REQUIRED ACTION: Extract every line starting at the line that contains "rough mask: <svg" and ending with the final line of the data, inclusive; give only those lines, word for word.

┄┄┄┄┄┄┄┄┄┄┄┄┄┄┄┄┄┄┄┄

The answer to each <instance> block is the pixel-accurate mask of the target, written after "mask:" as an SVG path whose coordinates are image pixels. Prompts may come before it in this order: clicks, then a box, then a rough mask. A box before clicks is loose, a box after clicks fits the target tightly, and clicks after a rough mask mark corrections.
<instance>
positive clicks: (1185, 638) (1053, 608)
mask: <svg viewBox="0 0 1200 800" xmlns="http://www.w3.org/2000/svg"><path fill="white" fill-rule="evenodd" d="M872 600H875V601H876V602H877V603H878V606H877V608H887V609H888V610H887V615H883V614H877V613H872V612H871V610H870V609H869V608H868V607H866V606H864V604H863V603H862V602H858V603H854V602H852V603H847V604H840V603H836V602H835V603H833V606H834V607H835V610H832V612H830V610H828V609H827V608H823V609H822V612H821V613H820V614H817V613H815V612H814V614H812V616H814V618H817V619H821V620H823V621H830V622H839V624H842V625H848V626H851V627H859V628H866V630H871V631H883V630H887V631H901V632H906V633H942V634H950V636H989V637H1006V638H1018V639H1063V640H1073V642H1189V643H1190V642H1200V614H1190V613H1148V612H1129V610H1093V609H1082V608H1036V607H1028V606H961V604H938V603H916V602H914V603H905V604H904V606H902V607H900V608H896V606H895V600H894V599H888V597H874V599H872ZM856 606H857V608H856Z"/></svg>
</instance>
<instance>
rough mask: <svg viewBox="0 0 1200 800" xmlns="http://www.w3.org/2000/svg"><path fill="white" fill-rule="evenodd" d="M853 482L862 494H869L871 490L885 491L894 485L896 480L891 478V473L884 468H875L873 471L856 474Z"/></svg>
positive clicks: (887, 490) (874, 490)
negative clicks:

┄┄┄┄┄┄┄┄┄┄┄┄┄┄┄┄┄┄┄┄

RESULT:
rough mask: <svg viewBox="0 0 1200 800" xmlns="http://www.w3.org/2000/svg"><path fill="white" fill-rule="evenodd" d="M853 482L862 494H869L871 490L885 491L894 485L896 480L891 478V473L884 468H875L873 471L856 474Z"/></svg>
positive clicks: (887, 490) (874, 490)
negative clicks:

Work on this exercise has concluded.